↓

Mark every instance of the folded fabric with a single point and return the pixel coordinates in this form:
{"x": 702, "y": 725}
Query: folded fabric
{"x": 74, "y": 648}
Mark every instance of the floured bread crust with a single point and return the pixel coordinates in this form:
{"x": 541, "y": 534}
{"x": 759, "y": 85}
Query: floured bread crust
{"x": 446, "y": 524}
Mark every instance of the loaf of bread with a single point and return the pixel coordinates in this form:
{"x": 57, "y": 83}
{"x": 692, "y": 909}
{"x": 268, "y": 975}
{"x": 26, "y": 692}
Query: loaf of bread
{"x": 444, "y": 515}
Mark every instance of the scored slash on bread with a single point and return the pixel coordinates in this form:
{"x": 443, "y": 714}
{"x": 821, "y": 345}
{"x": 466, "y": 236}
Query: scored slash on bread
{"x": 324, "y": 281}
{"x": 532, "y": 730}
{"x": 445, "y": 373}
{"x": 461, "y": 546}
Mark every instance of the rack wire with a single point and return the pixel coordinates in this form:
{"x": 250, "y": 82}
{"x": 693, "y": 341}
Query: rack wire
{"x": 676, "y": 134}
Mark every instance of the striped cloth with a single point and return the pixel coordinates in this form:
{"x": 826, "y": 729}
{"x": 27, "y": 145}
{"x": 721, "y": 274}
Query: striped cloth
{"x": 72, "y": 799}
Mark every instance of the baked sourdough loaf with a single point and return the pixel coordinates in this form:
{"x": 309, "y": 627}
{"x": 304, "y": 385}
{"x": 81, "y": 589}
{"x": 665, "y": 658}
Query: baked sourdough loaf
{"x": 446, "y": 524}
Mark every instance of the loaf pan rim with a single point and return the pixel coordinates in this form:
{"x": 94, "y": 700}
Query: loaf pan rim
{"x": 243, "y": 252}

↑

■ EXERCISE DIRECTIONS
Copy out all the items above, switching every "single point" to "single dot" and leaving everything else untouched.

■ THE OUTPUT
Mark every instance of the folded fabric with a single dot and return the pixel coordinates in this form:
{"x": 702, "y": 725}
Query: folded fabric
{"x": 74, "y": 648}
Mark every instance of the floured bread crust with a single dot and return the pixel coordinates in this form:
{"x": 541, "y": 534}
{"x": 759, "y": 85}
Query: floured bread crust
{"x": 446, "y": 524}
Mark every instance of the loaf of bread with a single dot and return the pixel coordinates in this form:
{"x": 57, "y": 83}
{"x": 692, "y": 909}
{"x": 268, "y": 975}
{"x": 26, "y": 692}
Query: loaf of bread
{"x": 444, "y": 515}
Mark every instance of the scored slash on bread with a single dot and return the pixel coordinates in this form:
{"x": 443, "y": 714}
{"x": 821, "y": 345}
{"x": 466, "y": 236}
Query: scored slash on bread
{"x": 324, "y": 281}
{"x": 532, "y": 730}
{"x": 445, "y": 373}
{"x": 461, "y": 546}
Mark every instance of the rack wire with a single dot and return the pixel coordinates in this form:
{"x": 250, "y": 82}
{"x": 693, "y": 341}
Query: rack wire
{"x": 676, "y": 134}
Mark every instance of the striped cloth with a single dot and return the pixel coordinates in this form:
{"x": 826, "y": 729}
{"x": 27, "y": 145}
{"x": 721, "y": 274}
Query: striped cloth
{"x": 72, "y": 799}
Mark every instance of the baked sourdough loaf with a single dot and return the pixel coordinates in this form:
{"x": 309, "y": 627}
{"x": 304, "y": 385}
{"x": 81, "y": 589}
{"x": 665, "y": 658}
Query: baked sourdough loaf
{"x": 446, "y": 524}
Mark every instance of the loaf pan rim with a single dot and return the pixel coordinates in this form:
{"x": 94, "y": 700}
Query: loaf pan rim
{"x": 243, "y": 252}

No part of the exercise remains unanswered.